§ **READING PASSAGE**:
# C A O Gear Bigfoot Doesn't Have...



## Architeuthis (Mar 31, 2007)

Neener, Neener, NEENER!!!

<G>


----------



## boxer757 (Apr 18, 2007)

Damn squid those are slick. Those are probably my favorite ones I have seen of yours so far.


----------



## Wingfan13-cl (Apr 30, 2007)

Very nice.....Are you selling those ?


----------



## tobacmon (May 17, 2007)

boxer757 said:


> Damn squid those are slick. Those are probably my favorite ones I have seen of yours so far.


Mine too--Your art is getting better with age--HaH!:biggrin:


----------



## Itsme-Speedy-G (Aug 20, 2007)

nice work squid


----------



## Architeuthis (Mar 31, 2007)

tobacmon said:


> Mine too--Your art is getting better with age--HaH!:biggrin:


And I've *finally* found a glue to get tobacco leaf to stick to a Zippo... <G>

I got tired of shopping for factory colored lighters, so I'm experimenting with my own paint; these are the first successful paint-jobs out of five attempts. (And I've got that Rocky Patel Vintage color scheduled for two this upcoming week...)


----------



## tobacmon (May 17, 2007)

architeuthis said:


> And I've *finally* found a glue to get tobacco leaf to stick to a Zippo... <G>
> 
> I got tired of shopping for factory colored lighters, so I'm experimenting with my own paint; these are the first successful paint-jobs out of five attempts. (And I've got that Rocky Patel Vintage color scheduled for two this upcoming week...)


Painted--how cool is that--very nice squid nice Indeed!


----------



## Doogie (Oct 15, 2007)

better lock those up. bigfoot might come and raid your house :lol:


----------



## Architeuthis (Mar 31, 2007)

Wingfan13 said:


> Very nice.....Are you selling those ?


As of a week ago, yes I am selling the lighters. PM or email for details.


----------



## Architeuthis (Mar 31, 2007)

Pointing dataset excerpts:
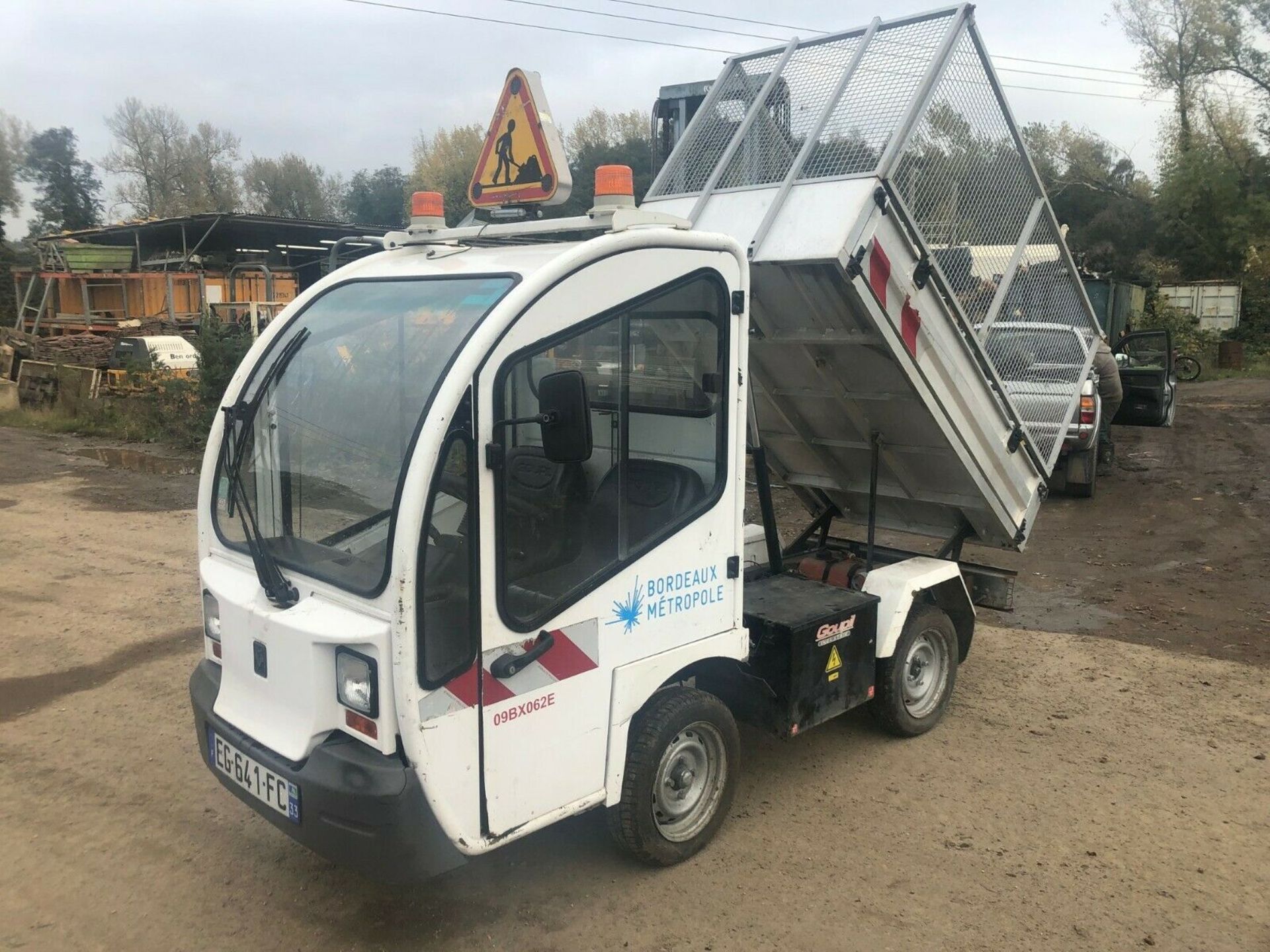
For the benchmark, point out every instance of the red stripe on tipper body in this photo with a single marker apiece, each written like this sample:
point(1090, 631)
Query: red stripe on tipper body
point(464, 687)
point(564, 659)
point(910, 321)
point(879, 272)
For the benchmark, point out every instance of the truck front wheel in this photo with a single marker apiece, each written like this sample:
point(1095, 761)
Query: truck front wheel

...

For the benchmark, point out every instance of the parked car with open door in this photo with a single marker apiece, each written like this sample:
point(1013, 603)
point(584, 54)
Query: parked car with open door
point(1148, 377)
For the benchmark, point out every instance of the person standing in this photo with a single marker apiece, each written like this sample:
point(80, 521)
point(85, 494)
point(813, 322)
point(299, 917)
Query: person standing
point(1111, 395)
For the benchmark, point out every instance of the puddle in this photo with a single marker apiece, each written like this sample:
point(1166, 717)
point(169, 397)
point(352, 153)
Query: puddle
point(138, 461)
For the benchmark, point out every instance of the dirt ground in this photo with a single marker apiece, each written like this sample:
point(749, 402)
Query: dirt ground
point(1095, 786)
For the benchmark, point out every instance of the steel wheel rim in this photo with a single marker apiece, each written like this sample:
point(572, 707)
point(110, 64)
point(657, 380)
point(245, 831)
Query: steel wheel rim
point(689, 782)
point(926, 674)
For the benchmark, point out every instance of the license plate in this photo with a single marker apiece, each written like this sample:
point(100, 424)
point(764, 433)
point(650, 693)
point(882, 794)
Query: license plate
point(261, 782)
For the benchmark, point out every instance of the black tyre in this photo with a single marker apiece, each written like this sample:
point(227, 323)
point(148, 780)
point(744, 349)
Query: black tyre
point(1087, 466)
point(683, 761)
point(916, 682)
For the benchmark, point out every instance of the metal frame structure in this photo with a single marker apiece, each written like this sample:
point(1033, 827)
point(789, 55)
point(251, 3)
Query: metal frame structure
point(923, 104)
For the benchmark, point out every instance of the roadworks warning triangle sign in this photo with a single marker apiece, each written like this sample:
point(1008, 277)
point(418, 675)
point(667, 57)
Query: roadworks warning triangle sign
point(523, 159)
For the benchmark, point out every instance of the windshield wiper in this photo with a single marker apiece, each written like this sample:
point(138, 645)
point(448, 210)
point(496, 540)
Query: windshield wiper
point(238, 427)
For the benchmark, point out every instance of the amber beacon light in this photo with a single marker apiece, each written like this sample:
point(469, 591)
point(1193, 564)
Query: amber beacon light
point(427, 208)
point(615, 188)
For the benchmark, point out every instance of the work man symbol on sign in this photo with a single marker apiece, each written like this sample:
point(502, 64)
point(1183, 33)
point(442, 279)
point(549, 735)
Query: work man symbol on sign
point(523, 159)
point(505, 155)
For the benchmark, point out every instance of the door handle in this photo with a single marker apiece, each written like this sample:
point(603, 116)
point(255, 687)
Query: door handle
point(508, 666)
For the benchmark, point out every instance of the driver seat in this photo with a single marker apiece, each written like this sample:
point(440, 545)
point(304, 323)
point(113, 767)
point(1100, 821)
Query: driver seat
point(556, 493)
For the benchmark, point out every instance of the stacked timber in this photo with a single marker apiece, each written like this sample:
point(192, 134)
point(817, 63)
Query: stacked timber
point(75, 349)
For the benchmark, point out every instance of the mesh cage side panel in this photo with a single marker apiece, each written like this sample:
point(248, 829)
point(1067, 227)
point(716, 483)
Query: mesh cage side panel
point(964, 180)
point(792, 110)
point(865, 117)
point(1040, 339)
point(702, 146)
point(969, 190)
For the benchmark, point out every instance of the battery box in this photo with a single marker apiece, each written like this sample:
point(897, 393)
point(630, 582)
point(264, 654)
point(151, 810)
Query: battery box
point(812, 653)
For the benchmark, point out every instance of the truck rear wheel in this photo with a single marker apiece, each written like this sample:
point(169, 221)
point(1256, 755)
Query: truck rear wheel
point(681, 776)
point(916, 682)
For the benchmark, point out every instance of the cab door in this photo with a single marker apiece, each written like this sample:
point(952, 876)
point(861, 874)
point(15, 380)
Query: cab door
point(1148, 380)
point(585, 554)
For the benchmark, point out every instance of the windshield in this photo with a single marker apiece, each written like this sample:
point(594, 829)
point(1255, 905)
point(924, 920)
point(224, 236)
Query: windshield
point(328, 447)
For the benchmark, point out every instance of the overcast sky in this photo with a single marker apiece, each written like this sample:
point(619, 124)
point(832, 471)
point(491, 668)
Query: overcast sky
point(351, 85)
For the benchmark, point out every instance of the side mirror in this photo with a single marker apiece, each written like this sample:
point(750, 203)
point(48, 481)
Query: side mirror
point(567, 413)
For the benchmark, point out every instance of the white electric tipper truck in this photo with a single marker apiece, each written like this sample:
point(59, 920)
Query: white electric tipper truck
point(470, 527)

§ **WHAT IS ASKED**:
**A.** Copy the rows from the line with "For the benchmark, point out every instance of the parked" up to and including the line with "point(1111, 395)", unchanged.
**B.** Pick up the forum thread about the painted Zippo lighters where it stops and continue it.

§ **EXPECTED OUTPUTS**:
**A.**
For the benchmark, point out every instance of the parked car with open door in this photo with a single marker apiece, each written like this sample:
point(1013, 603)
point(584, 54)
Query: parked car with open door
point(1148, 377)
For the benchmark, point out every instance of the person standing in this photo with a single marker apiece, each written like this sample:
point(80, 521)
point(85, 494)
point(813, 322)
point(299, 917)
Query: person standing
point(1111, 395)

**B.**
I get a kick out of taunting him... <G>


----------



## BrianEE93 (Jul 22, 2006)

Very nice Squid! Selling now huh?


----------



## aljrka (Dec 3, 2007)

Heck yeah, those are cool!


----------



## Maduro PiPs (Jul 5, 2007)

That is nice work Squiddy. Are you placing a protective coat over the labels? A poly or something?


----------



## DOZER (Sep 30, 2007)

Very nice Squid!!


----------



## mrgatorman (Mar 23, 2007)

LOL...leave it to you squiddy...


----------



## Architeuthis (Mar 31, 2007)

Maduro PiPs said:


> That is nice work Squiddy. Are you placing a protective coat over the labels? A poly or something?


Yes... A triple coat of clear acrylic. I still have one old lighter from about a year ago that I carry in my pocket, and I may need to re-coat it with acrylic pretty soon. If a bit of care is taken, they should last a long time. And I'll repair/re-seal any lighter for as long as it lasts if necessary... <G>


----------



## stlcards (Sep 14, 2007)

Very nice Squid, is that my lighter in your avatar lol?


----------



## mrgatorman (Mar 23, 2007)

Ok...Squiddy...how and where can we buy some of these?


----------



## Skipper-cl (May 6, 2008)

COPYWRITE INFRINGEMENT! (check out second form the top, second form the left)

I did this at least a year ago.

I like your design.


----------



## sofaman (Jun 20, 2007)

Very Nice Squid!!!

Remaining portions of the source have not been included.